_GOAL OF THE EXERCISE_:
Put the rows below into a Markdown table with two columns, Number and Row line: number each non-blank line in order and place its text beside the number.

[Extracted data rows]

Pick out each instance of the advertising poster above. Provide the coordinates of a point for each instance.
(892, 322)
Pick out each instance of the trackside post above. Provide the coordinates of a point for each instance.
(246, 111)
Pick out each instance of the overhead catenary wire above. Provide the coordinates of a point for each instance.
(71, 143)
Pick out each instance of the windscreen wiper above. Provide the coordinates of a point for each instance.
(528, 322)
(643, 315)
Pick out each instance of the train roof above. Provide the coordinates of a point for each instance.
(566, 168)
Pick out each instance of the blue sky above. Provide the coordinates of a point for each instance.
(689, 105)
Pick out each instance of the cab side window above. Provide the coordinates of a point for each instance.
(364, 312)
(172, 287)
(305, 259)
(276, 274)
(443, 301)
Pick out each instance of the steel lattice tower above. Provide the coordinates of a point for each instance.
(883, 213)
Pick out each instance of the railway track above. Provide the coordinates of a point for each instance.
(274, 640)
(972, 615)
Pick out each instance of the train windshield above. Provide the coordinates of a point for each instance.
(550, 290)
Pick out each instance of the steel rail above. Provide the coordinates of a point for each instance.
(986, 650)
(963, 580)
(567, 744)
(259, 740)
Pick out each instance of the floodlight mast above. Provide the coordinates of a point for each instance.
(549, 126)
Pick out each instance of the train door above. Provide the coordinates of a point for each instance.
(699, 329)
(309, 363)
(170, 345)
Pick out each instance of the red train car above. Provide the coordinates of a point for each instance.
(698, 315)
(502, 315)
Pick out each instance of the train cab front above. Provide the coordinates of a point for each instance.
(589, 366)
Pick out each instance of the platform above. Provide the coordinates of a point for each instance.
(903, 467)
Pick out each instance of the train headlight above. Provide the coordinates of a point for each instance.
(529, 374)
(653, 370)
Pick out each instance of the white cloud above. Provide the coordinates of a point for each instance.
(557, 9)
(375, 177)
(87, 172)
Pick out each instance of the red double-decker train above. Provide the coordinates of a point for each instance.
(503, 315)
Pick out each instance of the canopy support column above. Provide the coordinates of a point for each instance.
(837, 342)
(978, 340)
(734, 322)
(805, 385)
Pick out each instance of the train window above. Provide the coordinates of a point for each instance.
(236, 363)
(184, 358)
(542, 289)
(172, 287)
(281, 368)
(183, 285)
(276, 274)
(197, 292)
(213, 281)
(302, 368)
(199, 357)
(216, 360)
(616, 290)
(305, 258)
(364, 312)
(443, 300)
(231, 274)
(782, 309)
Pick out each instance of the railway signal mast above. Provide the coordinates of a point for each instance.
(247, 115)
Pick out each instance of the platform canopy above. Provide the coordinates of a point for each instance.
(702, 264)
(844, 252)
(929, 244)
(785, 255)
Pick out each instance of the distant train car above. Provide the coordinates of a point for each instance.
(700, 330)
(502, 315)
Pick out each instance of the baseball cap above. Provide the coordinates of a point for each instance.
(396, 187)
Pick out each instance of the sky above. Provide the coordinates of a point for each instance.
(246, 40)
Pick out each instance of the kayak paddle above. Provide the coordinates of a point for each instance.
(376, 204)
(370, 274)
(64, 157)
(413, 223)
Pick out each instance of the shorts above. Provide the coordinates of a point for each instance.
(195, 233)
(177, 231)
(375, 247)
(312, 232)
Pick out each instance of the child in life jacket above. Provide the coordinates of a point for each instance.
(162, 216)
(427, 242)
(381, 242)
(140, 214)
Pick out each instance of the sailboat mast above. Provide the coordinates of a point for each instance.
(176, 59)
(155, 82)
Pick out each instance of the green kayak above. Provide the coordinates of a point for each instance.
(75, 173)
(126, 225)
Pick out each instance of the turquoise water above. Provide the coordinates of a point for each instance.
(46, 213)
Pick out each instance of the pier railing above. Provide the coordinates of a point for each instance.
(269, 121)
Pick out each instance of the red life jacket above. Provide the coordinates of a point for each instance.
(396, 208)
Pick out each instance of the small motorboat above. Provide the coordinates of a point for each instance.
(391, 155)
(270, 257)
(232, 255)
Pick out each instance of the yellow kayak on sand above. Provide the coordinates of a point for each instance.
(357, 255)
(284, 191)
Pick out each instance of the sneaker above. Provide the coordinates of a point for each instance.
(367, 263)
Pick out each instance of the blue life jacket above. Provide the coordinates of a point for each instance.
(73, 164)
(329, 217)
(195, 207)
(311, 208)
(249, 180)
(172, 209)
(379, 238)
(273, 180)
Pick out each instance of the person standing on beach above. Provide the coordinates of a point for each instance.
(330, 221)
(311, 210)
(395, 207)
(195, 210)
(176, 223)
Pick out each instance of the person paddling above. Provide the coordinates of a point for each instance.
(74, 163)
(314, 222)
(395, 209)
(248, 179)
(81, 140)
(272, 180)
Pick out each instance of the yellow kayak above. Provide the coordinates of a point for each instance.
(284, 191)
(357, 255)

_EXERCISE RESPONSE_:
| Number | Row line |
|---|---|
| 1 | Pick out each instance of the advertising poster above. Provide the coordinates of a point for each instance. |
| 2 | (892, 322) |
| 3 | Pick out each instance of the trackside post above. Provide the coordinates of a point for each instance. |
| 4 | (246, 111) |
| 5 | Pick out each instance of the overhead catenary wire above. Provide the coordinates of a point for each instance. |
| 6 | (71, 143) |
| 7 | Pick out each instance of the windscreen wiper above. Provide the coordinates of a point for each instance. |
| 8 | (528, 322) |
| 9 | (643, 315) |
| 10 | Pick out each instance of the train roof above. Provide the coordinates of a point for each instance. |
| 11 | (566, 168) |
| 12 | Pick out each instance of the blue sky above. Provide the coordinates of a point for each instance. |
| 13 | (689, 105) |
| 14 | Pick out each instance of the cab side window above. Provide the coordinates of a point for each instance. |
| 15 | (364, 312) |
| 16 | (172, 287) |
| 17 | (305, 259) |
| 18 | (276, 274) |
| 19 | (443, 301) |
| 20 | Pick out each instance of the steel lattice tower above. Provide the coordinates of a point for each instance. |
| 21 | (883, 213) |
| 22 | Pick out each instance of the railway track above. Provide the coordinates of a point for each instance. |
| 23 | (274, 640) |
| 24 | (972, 615) |
| 25 | Pick out each instance of the train windshield above. Provide the coordinates of a point for each instance. |
| 26 | (550, 290) |
| 27 | Pick out each instance of the steel rail above. Provide the coordinates of a point for each instance. |
| 28 | (986, 650) |
| 29 | (963, 580) |
| 30 | (567, 744) |
| 31 | (259, 740) |
| 32 | Pick out each instance of the floodlight mast above. Provide the coordinates of a point for each instance. |
| 33 | (549, 126) |
| 34 | Pick out each instance of the train door above. Provide the coordinates of a point for each instance. |
| 35 | (699, 329) |
| 36 | (309, 363) |
| 37 | (170, 345) |
| 38 | Pick out each instance of the red train car above. Provide the coordinates of a point for each instance. |
| 39 | (698, 315) |
| 40 | (502, 315) |
| 41 | Pick out each instance of the train cab front above. Provide the coordinates of a point for each instance. |
| 42 | (589, 366) |
| 43 | Pick out each instance of the platform above. Provide the coordinates of a point for each instance. |
| 44 | (903, 467) |
| 45 | Pick out each instance of the train headlight above. Provide the coordinates of a point for each instance. |
| 46 | (529, 374) |
| 47 | (653, 370) |
| 48 | Pick out each instance of the white cloud above. Provide the coordinates of a point for each instance. |
| 49 | (557, 9) |
| 50 | (375, 177) |
| 51 | (87, 172) |
| 52 | Pick out each instance of the red double-decker train above. Provide the coordinates of a point for each instance. |
| 53 | (503, 315) |
| 54 | Pick out each instance of the canopy support column above. Provide the coordinates of a point for each instance. |
| 55 | (837, 342) |
| 56 | (978, 340) |
| 57 | (734, 322) |
| 58 | (805, 385) |
| 59 | Pick out each instance of the train window above. Provide the coordinates of a point for each instance. |
| 60 | (236, 363) |
| 61 | (184, 358) |
| 62 | (542, 289) |
| 63 | (172, 287) |
| 64 | (281, 368) |
| 65 | (183, 285) |
| 66 | (276, 274) |
| 67 | (197, 292) |
| 68 | (213, 281) |
| 69 | (302, 368) |
| 70 | (199, 357) |
| 71 | (216, 360) |
| 72 | (616, 290) |
| 73 | (305, 258) |
| 74 | (364, 312) |
| 75 | (443, 300) |
| 76 | (231, 274) |
| 77 | (782, 309) |
| 78 | Pick out each instance of the railway signal mast above. Provide the coordinates of a point for each instance. |
| 79 | (247, 115) |
| 80 | Pick out each instance of the platform canopy above. Provide the coordinates of a point for each instance. |
| 81 | (702, 264) |
| 82 | (844, 252) |
| 83 | (929, 244) |
| 84 | (785, 255) |
| 85 | Pick out each instance of the distant train car above. Provide the coordinates of a point for each instance. |
| 86 | (700, 330) |
| 87 | (502, 315) |
| 88 | Pick out each instance of the baseball cap above. Provide the coordinates of a point for each instance. |
| 89 | (396, 187) |
| 90 | Pick out each instance of the sky above. Provide the coordinates of a point for each instance. |
| 91 | (246, 40) |
| 92 | Pick out each instance of the kayak paddle above. Provide the coordinates of a point for each instance. |
| 93 | (376, 204) |
| 94 | (370, 274) |
| 95 | (64, 157) |
| 96 | (413, 223) |
| 97 | Pick out each instance of the shorts above. Provide the coordinates of a point for each instance. |
| 98 | (195, 233) |
| 99 | (177, 231) |
| 100 | (375, 247) |
| 101 | (312, 232) |
| 102 | Pick out each instance of the child in life jacket above. Provide the coordinates of a point for each instance. |
| 103 | (162, 216) |
| 104 | (427, 242) |
| 105 | (381, 242) |
| 106 | (140, 214) |
| 107 | Pick out each instance of the sailboat mast above. Provide the coordinates of a point for each instance. |
| 108 | (176, 59) |
| 109 | (155, 82) |
| 110 | Pick out each instance of the green kayak above. Provide the coordinates of a point for each instance. |
| 111 | (75, 173) |
| 112 | (126, 225) |
| 113 | Pick out each instance of the turquoise water above. Provide the coordinates of a point for each instance. |
| 114 | (46, 213) |
| 115 | Pick out each instance of the pier railing above. Provide the coordinates of a point for each instance. |
| 116 | (269, 121) |
| 117 | Pick out each instance of the red life jacket above. Provide the coordinates of a point for each instance. |
| 118 | (396, 208) |
| 119 | Pick out each instance of the small motorboat above. Provide the coordinates of a point for each instance. |
| 120 | (391, 155) |
| 121 | (270, 257) |
| 122 | (232, 255) |
| 123 | Pick out each instance of the yellow kayak on sand above. Provide the coordinates of a point for each instance. |
| 124 | (357, 255) |
| 125 | (284, 191) |
| 126 | Pick out each instance of the sneaker above. Provide the coordinates of a point for each instance. |
| 127 | (367, 263) |
| 128 | Pick out each instance of the blue life jacket above. Provide the coordinates of a point for each instance. |
| 129 | (73, 164) |
| 130 | (329, 217) |
| 131 | (195, 207) |
| 132 | (311, 208) |
| 133 | (249, 180) |
| 134 | (172, 209) |
| 135 | (379, 238) |
| 136 | (273, 180) |
| 137 | Pick out each instance of the person standing on beach above. Provide the coordinates of a point for each instance. |
| 138 | (330, 221) |
| 139 | (311, 210) |
| 140 | (395, 207) |
| 141 | (195, 210) |
| 142 | (176, 223) |
| 143 | Pick out each instance of the person paddling above. Provide the coordinates of a point for each instance. |
| 144 | (74, 163) |
| 145 | (314, 222) |
| 146 | (395, 209) |
| 147 | (248, 179) |
| 148 | (81, 140) |
| 149 | (272, 180) |
| 150 | Pick out each instance of the yellow kayak above. Provide the coordinates of a point for each instance. |
| 151 | (284, 191) |
| 152 | (357, 255) |